After 20 years, the result of this was more than 2 trillion dollars spent on the war, and 7,000 deaths of American and allied servicemen and women. The Biden administration withdrew our forces and the same murderous regime, the Taliban, is ruling the country. Except now, these barbarians have billions of dollars worth of our top secret military hardware.
Close gaps and minimize vulnerabilities
Because our military is the best in the world in conventional warfare, no foreign power would dare challenge it in a head-to-head kinetic fight. Instead, our adversaries have developed asymmetric strategies to win a war against our military. These strategies seek to exploit vulnerabilities, such as over-reliance on technology. Indeed, we are dependent on satellites and access to the internet for every aspect of war-fighting and in our civilian life. Satellites are used for global navigation, water management, power grid monitoring, weather forecasting, broadband access and telecommunications for applications ranging from banking to education to telemedicine, among other things.
Russia and China’s military strategies include cyber strikes and anti-satellite attacks targeting our critical infrastructure, government networks and military systems. The Pentagon has known about the possibility of attacks on U.S. space systems since January 2001, when a commission led by the then Defense Secretary-designate Donald Rumsfeld issued a report warning about a space Pearl Harbor.
Similarly, the Pentagon has been aware of gaps in our cybersecurity since 1999, when the Russians breached multiple U.S. government and military agencies, including weapons labs, and exfiltrated massive amounts of sensitive data.
Yet, our satellites re unprotected. Even our weapons arsenal, including major advanced systems such as the Patriot missile system, are vulnerable to cyberattacks, according to a recent U.S. Government Accountability Office audit.
Consequently, winning against China or Russia, both of whom have plans to inflict a Cyber Armageddon or a Space Pearl Harbor on our homeland, if we deploy forces into the theater to defend Taiwan or a former Soviet nation like Ukraine, would be highly problematic.

(PROVIDED MATERIAL):

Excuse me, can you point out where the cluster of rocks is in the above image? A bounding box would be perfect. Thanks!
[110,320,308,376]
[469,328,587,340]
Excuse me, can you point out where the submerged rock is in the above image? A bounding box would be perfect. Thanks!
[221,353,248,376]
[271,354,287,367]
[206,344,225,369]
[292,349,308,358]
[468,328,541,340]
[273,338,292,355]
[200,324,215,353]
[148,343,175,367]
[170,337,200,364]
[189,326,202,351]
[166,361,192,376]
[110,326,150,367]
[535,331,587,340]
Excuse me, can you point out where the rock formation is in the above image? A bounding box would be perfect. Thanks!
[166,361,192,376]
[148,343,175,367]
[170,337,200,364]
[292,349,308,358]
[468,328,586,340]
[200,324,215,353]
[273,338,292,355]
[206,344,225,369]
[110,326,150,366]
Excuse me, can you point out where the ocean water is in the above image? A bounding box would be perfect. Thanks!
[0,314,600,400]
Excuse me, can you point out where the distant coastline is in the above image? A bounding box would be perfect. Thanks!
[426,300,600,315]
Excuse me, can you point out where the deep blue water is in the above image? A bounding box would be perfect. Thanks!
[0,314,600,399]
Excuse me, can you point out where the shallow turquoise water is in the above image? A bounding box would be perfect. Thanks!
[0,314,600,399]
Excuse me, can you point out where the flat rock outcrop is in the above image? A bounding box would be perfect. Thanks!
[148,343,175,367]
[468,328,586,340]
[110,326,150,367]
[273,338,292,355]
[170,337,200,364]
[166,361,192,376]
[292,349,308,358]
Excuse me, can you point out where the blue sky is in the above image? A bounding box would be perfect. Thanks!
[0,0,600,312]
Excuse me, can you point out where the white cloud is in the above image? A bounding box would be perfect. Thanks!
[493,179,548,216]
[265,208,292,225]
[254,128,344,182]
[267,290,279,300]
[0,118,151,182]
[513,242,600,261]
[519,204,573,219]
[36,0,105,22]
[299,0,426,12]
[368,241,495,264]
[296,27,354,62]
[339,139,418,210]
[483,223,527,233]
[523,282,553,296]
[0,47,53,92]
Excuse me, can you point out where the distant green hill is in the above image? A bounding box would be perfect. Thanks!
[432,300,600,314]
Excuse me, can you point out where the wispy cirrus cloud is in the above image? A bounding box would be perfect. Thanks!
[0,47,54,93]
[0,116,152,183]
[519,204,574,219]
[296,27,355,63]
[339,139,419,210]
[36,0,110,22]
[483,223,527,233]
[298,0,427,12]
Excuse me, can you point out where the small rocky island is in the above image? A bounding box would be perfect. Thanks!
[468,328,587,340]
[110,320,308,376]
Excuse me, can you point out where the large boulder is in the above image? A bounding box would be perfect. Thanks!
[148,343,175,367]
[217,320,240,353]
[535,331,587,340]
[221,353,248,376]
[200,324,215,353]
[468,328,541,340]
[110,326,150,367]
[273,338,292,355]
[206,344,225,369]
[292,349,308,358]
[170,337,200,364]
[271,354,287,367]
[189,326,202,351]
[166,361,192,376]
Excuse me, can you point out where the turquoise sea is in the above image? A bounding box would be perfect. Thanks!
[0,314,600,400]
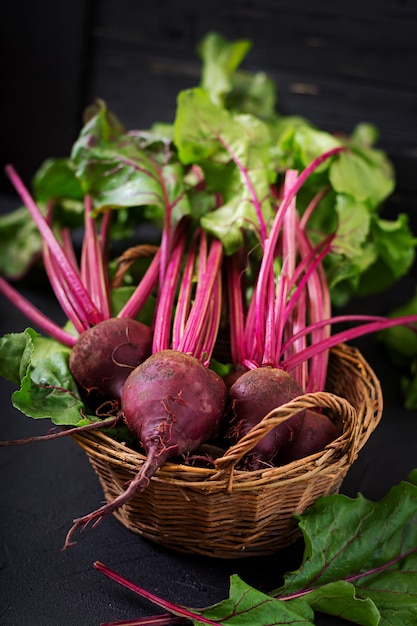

(EXERCISE 1):
Name every use of satellites given in the passage on U.S. military vulnerabilities.
(EXERCISE 2):
Write the next part of the passage on U.S. military vulnerabilities, starting after its last sentence.

(TASK ANSWER 1):
- Global navigation
- Water management
- Power grid monitoring
- Weather forecasting
- Broadband access
- Telecommunications

(TASK ANSWER 2):
Have a war plan on the books and a clear definition of victory
“No plan survives contact with the enemy” is one of the most misquoted military wisdoms, which belongs to Prussian Chief of General Staff Helmut von Moltke the Elder. He is known for serving as the architect of Prussian military supremacy in mid-19th century Europe.
What von Moltke actually said was far more nuanced. “No plan of operations extends with certainty beyond the first encounter with the enemy’s strength.” A diligent and skillful planner, he stressed the importance of having an adaptable plan, which can be modified in rapidly-changing conditions. The proper plan, in his view, must include multiple options, factoring in various possible outcomes. And that can only be achieved through thorough preparation.
Regretfully, I don’t believe such preparation exists in the Defense Department. In 2001, prior to the invasion of Afghanistan, the Pentagon had no pre-existing plan. Operation Enduring Freedom, seeking to destroy al Qaeda and remove the Taliban from power, was therefore, based on reused elements of the CIA’s previous contingency plans for collaboration with the Northern Alliance against the Taliban and some options hastily prepared by the U.S. military, including the Joint Special Operations Command.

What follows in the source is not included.